(Directions)
1. In the text about orcas killing great white sharks, how long was the shark that washed ashore the day after the observed attack?
2. Extend the text about orcas killing great white sharks, picking up after its last sentence.

But on the afternoon of June 18, 2023, when onshore observers spotted the two orcas, that wasn’t the case. The researchers studying the pair launched a small vessel and followed them. In the killer whales’ wake, they discovered a slick of gore on the ocean surface, accompanied by the smell of shark liver. “Shark liver has a unique and recognizable scent—oily,” Towner says. “Once you’ve encountered it, you won’t mistake it for anything else.”
The slick suggested that the orcas had attacked and killed something. The boat followed the animals, which were swimming apart from each other. Suddenly a great white shark appeared at the surface, with Starboard in hot pursuit. As researchers watched, the orca grabbed the shark’s left fin and thrust forward with its mouth, eviscerating the shark. Several minutes later, observers aboard a nearby shark-diving boat watched as Starboard swam a victory lap by their vessel, holding a bloody piece of shark liver in his mouth.
The shark killed in the attack was also known to biologists. “After 24 years of working with the great white, to see an orca—that, before [this], I loved a lot—killing my preferred shark, I was really stressed, is the minimum that I can say,” says Primo Micarelli, a marine biologist at the University of Siena in Italy who was on the shark-diving vessel. At the same time, he said, he knew the solo attack was unusual and important.
The vanquished shark was a juvenile about 2.5 meters (8.2 feet) long. The next day a slightly larger great white shark measuring 3.55 meters (11.6 feet) long washed ashore nearby, also liverless. This shark may have been the one killed in the first, unobserved attack that left the gory slick, the researchers wrote in their paper.

(Stored data)
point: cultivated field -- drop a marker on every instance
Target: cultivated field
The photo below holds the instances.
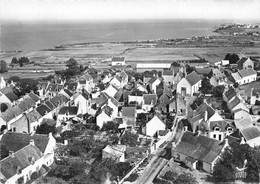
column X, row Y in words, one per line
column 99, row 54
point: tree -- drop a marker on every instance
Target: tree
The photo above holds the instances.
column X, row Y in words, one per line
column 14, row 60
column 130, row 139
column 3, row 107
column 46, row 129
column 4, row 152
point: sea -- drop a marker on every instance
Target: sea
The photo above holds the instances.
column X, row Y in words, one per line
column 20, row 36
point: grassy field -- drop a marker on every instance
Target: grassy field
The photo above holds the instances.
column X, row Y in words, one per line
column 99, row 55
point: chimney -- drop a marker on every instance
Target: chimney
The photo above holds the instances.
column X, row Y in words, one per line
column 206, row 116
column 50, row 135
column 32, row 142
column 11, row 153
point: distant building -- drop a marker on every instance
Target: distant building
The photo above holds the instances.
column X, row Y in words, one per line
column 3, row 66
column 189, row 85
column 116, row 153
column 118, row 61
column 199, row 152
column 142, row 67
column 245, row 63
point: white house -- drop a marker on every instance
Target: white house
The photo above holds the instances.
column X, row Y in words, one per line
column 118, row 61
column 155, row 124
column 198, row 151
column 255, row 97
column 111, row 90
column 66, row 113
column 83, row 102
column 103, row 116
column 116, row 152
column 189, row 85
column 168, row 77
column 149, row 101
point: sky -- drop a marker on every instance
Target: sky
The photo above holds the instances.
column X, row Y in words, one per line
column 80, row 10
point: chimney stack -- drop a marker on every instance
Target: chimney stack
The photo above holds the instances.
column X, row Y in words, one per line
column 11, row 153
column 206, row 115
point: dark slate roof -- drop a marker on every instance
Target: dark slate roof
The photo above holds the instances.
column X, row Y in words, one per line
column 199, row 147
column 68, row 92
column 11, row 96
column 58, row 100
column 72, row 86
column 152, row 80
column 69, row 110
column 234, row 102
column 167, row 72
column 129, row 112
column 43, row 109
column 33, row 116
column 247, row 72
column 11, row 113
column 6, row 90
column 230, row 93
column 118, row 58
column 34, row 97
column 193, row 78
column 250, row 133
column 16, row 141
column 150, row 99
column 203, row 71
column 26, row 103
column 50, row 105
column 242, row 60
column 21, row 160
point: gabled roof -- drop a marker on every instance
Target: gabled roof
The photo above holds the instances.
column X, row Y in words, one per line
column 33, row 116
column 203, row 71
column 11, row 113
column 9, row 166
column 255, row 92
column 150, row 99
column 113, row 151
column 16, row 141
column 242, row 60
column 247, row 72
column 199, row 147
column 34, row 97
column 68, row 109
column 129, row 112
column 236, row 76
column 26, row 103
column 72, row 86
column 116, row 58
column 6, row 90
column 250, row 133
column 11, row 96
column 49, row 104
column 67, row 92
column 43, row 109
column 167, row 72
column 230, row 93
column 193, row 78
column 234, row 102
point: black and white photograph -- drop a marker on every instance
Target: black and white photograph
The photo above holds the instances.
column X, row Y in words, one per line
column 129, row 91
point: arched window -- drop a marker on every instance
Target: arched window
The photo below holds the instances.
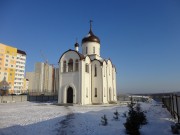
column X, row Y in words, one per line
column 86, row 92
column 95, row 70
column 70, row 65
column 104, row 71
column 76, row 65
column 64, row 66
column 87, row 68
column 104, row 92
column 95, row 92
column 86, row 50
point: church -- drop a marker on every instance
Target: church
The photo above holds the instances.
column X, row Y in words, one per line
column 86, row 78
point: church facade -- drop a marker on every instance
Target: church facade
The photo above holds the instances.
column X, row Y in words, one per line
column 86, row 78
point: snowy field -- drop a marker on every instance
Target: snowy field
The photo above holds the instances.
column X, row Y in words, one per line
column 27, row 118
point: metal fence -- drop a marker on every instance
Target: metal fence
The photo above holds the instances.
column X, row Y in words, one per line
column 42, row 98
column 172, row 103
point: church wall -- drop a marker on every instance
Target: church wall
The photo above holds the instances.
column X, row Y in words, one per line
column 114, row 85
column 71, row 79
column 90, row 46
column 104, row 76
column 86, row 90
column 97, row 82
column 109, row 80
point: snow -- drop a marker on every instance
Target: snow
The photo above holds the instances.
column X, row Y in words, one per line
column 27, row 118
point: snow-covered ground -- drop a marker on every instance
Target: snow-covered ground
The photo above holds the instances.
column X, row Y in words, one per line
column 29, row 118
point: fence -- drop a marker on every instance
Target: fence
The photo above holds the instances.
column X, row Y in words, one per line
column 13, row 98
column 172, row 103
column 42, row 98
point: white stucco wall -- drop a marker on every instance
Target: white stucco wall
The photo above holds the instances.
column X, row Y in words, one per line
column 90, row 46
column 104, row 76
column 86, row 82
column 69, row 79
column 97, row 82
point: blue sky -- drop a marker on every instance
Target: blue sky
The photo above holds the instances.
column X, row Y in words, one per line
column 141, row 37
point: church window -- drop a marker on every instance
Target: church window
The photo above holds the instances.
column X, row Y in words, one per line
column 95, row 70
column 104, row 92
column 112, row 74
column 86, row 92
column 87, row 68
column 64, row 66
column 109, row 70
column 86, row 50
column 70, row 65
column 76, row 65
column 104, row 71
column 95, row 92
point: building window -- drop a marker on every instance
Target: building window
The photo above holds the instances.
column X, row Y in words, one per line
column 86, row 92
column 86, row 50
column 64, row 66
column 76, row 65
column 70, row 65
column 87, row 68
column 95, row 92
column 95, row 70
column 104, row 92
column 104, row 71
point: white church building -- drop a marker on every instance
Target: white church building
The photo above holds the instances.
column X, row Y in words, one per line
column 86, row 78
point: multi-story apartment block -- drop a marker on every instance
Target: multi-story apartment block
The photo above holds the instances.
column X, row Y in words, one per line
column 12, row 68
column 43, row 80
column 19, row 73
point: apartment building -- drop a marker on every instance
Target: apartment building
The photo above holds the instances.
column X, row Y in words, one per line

(Answers by item number)
1. It measured 3.55 meters (11.6 feet) long.

2.
Port and Starboard are a “gift that keeps on giving,” says Isabella Reeves, a doctoral candidate in marine biology at Flinders University in Australia, who has collaborated with Towner but was not involved in the current research. The whales are rewriting some of what biologists thought they knew about orcas, she says. “I think perhaps what surprises me most is that there seems to be some degree of ‘leadership’ from these two male killer whales during these hunts, which is unusual and not recorded much in the wild,” she says. “Females generally take the lead while hunting.”
Orcas in South Africa are not unique in their shark-hunting tendencies, says Jennifer Tennessen, a senior research scientist at the Center for Ecosystem Sentinels at the University of Washington. In the Pacific Northwest, offshore bands of orcas include a variety of sharks in their diets, she says. But these animals are found far off the coast of Oregon, Washington and British Columbia, so their behaviors are hard to observe, she says.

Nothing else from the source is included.